Görev 1: Fenerbahçe orta sahasıyla ilgili yazıya göre Holmen hangi oyuncuyla aynı havuzda yer alıyor?
Görev 2: Fenerbahçe orta sahasıyla ilgili yazıda orta saha için sayılan üç havuzdaki oyuncuların hepsini yazın.

Alıntı:
+-------+
8 Kasım 2013 Cuma

Meireles değil, Holmen; Emenike değil, Webo!

Bursa maçından önce yazdığım yazı aşağıda.. Kısaca hatırlatırsam, Fenerbahçe'nin orta sahadaki üç pozisyon için 'Topal/Selçuk', 'Emre/Meireles/Cristian/Salih' ve 'Alper/Holmen' şeklindeki üç 'havuz'dan 'birer' oyuncu seçerek oynaması gerektiğini söylemiştim. Bu havuzlardaki oyuncuların da 'mücbir sebepler dışında bir arada kullanılmasının' iyi olmayacağını eklemiştim.
+-------+
(Bir koleksiyondan çıkarılmış veriler)
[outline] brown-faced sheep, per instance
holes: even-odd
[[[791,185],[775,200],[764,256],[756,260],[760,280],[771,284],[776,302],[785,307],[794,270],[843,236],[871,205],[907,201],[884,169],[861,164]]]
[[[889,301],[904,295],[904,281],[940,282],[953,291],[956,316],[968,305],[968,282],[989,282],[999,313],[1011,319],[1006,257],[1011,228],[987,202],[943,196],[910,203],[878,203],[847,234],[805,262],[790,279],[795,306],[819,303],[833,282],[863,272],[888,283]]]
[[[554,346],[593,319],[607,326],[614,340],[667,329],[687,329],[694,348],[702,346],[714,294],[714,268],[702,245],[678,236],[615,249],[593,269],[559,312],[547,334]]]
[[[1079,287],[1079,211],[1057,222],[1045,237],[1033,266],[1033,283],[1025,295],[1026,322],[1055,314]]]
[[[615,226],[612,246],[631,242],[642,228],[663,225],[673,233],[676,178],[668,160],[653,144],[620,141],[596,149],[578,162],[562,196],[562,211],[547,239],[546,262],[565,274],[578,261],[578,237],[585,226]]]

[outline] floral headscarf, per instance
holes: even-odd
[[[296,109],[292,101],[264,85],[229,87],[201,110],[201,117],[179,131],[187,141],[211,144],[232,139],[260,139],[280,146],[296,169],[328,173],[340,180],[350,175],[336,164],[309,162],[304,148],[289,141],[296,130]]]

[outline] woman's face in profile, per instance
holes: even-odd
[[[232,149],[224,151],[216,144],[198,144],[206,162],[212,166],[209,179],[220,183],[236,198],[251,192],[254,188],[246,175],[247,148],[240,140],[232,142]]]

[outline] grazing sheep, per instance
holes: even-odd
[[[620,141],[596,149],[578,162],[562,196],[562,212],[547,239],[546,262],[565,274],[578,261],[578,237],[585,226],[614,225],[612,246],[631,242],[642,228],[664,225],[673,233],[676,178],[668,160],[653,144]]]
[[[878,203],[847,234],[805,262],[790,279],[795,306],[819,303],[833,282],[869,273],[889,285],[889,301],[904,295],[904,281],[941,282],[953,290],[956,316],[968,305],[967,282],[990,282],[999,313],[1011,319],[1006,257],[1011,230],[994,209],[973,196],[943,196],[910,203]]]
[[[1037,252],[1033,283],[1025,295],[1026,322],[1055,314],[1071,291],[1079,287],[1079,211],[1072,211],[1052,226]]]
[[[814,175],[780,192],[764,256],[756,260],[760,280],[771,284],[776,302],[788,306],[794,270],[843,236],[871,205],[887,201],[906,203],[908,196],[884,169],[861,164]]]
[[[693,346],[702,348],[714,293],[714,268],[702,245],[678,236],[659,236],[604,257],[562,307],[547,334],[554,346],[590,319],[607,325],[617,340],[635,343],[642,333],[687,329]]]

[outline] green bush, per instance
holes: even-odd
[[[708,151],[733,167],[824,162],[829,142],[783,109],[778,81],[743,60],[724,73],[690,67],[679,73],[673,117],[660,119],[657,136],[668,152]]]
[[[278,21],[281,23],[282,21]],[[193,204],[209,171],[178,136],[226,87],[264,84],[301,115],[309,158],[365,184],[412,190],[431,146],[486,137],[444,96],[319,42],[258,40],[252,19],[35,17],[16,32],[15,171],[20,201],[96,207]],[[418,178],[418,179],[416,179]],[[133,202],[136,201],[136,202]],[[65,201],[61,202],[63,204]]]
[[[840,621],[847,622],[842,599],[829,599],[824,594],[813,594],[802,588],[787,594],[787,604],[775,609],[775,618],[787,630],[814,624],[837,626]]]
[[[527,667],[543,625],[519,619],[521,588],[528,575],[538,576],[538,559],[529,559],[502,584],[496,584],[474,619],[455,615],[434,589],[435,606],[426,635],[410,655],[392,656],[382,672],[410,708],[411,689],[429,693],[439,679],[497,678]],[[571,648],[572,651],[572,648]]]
+-------+
Görev çıktısı 1: Alper

Görev çıktısı 2: Topal, Selçuk, Emre, Meireles, Cristian, Salih, Alper, Holmen